▶ [REQUIREMENT A]
Answer these questions from the article on Italian menus, one per line:
(i) Where was chef Elena Fabrizi's restaurant sign?
(ii) Which city set the example of shortening the traditional pausa?
(iii) What do the asterisks on a posted menu indicate?
▶ [REQUIREMENT B]
From the article on Italian menus, quote the part that opens with the words containing "Before you obey" and closes with "for your meal.".

**** SOURCE

Thứ Sáu, 1 tháng 6, 2012

Decoding Italy’s menu mysteries

The search for common ground between food lovers and weight-watchers, bargain-seekers and luxury-lovers ends in the most unlikely place: Italy. The country has reached the end of the reign of culinary extremists like chef Elena Fabrizi, whose restaurant sign on Rome‘s Isola Tiberina commanded non solo primi (no first courses only) as mercilessly as any emperor’s edict at an ancient Roman bacchanal. Tourist menus may still try to convince novices that pasta, mains and dessert are essential to the Italian restaurant experience, but Italians are no longer buying the three-course mandate.


Italy’s modern meal plan

Never fear, Italy has not gone on a diet – che orrore! the horror! – only become a bit more practical over the past decade. In Italy’s urban centres, tighter budgets have made ordering ample first courses such as pasta or risotto a decadent yet sensible choice. Many modern Italian workplaces are following Milan‘s trend-setting example of reducing the traditional three-hour pausa (break) between noon and three to a more literal lunch hour (well… hour and a half). This abbreviated lunchtime is good for shopping, and bad for sobriety. Beware Milan’s stylish Quadrilatero d’Oro, where Franciacorta and espresso imbibed in rapid succession with a light pasta can induce a woozy, giddy state that make psychedelic Pucci-print halters seem like must-haves with Missoni zig-zag tuxedo pants.

Timing is everything

Before you obey the Italian rumble in your stomach at noon, consult your calendar. Seasonality is the key to Italy’s sun-drenched, vine-ripened, flavour-bursting cuisine. Even if you rightly crave prosciutto e melone (thinly sliced ham with cantaloupe) as a summer treat, think twice before entering a restaurant that offers a wan, tasteless version mid-winter. When you look over the menu posted in the front window, also count the number of asterisks indicating dishes featuring frozen ingredients, as required by law. This is one case where five stars is actually a bad omen for your meal.

********
**** SUPPLIED RECORDS

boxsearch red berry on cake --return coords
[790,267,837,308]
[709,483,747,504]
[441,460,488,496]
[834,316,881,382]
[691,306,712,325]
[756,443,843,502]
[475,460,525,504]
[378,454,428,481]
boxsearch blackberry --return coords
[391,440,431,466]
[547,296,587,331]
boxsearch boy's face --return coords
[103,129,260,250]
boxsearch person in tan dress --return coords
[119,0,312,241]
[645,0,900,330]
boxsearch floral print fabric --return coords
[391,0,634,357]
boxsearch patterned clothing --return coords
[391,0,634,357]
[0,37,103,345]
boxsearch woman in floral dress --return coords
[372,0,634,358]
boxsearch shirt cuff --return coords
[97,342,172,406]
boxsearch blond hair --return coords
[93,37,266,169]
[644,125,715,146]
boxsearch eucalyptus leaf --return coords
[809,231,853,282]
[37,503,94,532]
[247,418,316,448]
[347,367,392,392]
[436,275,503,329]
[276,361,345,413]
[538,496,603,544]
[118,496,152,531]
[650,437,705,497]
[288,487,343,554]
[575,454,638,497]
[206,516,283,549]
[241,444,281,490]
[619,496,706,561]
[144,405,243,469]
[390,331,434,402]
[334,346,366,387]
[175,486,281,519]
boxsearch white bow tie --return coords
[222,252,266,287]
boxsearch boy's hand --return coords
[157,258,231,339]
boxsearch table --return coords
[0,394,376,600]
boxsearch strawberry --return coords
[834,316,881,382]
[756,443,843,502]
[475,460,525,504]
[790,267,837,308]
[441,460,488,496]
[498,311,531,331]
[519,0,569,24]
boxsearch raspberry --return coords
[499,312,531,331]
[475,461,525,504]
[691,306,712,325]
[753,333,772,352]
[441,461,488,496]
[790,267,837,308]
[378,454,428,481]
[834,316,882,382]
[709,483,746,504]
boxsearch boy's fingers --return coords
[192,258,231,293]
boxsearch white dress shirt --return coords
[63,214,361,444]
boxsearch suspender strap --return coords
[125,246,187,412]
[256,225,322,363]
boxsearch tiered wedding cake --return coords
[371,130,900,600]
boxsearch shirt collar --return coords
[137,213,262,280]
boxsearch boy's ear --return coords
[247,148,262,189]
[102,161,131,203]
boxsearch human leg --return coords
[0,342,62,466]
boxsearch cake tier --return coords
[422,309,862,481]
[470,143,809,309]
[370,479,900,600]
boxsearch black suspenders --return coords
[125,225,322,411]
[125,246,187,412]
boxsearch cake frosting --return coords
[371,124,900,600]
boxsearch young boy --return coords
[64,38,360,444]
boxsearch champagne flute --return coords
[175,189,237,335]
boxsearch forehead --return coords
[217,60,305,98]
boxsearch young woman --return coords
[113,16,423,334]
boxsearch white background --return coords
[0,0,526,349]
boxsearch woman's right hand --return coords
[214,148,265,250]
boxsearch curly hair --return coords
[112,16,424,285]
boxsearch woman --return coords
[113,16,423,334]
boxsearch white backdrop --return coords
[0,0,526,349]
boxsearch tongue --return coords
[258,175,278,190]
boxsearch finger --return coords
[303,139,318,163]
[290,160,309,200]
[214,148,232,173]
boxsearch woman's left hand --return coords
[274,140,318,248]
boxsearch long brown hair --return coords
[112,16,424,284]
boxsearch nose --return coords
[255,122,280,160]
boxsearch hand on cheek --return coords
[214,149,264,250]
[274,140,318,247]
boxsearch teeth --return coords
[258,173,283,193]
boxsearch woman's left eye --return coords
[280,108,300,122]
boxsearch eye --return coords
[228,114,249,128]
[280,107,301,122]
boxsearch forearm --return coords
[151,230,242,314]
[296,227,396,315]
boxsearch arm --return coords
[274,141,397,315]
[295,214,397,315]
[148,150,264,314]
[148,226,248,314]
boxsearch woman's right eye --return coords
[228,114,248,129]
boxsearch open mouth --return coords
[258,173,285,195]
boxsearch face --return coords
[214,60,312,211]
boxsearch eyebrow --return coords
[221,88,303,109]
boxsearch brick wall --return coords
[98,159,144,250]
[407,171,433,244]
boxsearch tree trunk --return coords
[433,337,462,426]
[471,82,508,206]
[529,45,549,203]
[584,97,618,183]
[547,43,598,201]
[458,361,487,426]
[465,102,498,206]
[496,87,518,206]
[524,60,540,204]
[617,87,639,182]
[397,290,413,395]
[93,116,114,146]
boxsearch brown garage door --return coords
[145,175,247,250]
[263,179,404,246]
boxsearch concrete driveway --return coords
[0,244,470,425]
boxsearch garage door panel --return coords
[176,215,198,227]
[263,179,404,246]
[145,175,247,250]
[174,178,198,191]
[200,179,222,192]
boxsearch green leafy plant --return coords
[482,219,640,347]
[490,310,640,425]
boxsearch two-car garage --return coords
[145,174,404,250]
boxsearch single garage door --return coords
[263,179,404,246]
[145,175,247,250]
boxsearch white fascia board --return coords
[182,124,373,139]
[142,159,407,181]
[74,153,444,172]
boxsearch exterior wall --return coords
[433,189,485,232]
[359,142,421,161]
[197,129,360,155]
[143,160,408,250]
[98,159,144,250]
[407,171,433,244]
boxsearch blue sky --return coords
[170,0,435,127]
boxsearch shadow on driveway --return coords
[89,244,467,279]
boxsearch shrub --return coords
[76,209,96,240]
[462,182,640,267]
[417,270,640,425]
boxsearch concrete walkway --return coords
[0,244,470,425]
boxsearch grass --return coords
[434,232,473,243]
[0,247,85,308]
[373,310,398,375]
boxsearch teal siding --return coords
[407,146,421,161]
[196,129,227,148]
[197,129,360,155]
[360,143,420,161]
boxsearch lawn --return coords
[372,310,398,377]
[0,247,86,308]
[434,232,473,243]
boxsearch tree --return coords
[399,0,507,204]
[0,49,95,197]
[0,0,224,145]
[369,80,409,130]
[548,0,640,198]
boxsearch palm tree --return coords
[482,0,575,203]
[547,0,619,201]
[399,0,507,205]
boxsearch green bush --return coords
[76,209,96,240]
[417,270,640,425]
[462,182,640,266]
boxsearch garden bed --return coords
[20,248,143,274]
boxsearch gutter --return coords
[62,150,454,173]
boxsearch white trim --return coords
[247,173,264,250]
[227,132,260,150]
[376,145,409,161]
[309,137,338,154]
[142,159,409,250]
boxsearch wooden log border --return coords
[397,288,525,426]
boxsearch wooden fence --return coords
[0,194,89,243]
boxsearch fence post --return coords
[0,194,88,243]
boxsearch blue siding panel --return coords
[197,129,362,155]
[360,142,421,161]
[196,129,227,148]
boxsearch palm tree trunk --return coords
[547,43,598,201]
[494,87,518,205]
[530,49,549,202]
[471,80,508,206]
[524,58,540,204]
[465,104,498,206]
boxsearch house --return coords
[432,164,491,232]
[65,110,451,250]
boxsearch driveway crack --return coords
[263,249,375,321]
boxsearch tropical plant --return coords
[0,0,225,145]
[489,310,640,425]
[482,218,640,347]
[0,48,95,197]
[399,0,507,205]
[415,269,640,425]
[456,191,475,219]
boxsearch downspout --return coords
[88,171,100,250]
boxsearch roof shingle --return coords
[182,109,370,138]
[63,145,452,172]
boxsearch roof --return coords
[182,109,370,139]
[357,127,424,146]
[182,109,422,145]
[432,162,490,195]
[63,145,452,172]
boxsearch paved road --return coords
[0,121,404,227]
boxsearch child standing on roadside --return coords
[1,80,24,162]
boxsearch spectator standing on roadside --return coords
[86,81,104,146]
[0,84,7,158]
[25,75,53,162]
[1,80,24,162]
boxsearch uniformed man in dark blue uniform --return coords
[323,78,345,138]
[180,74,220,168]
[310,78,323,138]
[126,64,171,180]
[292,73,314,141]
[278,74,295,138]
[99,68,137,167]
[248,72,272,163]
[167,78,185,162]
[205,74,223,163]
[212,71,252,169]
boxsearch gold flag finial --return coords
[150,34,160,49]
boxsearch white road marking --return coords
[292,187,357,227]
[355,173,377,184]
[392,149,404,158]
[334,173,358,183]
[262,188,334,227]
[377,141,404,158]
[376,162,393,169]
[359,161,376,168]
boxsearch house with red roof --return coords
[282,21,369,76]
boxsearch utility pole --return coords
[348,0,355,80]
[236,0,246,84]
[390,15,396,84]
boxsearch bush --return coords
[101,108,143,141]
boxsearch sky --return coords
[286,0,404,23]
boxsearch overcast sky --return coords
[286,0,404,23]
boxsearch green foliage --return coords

********

▶ [WORKED ANSWER A]
(i) Rome's Isola Tiberina
(ii) Milan
(iii) Dishes featuring frozen ingredients

▶ [WORKED ANSWER B]
Before you obey the Italian rumble in your stomach at noon, consult your calendar. Seasonality is the key to Italy’s sun-drenched, vine-ripened, flavour-bursting cuisine. Even if you rightly crave prosciutto e melone (thinly sliced ham with cantaloupe) as a summer treat, think twice before entering a restaurant that offers a wan, tasteless version mid-winter. When you look over the menu posted in the front window, also count the number of asterisks indicating dishes featuring frozen ingredients, as required by law. This is one case where five stars is actually a bad omen for your meal.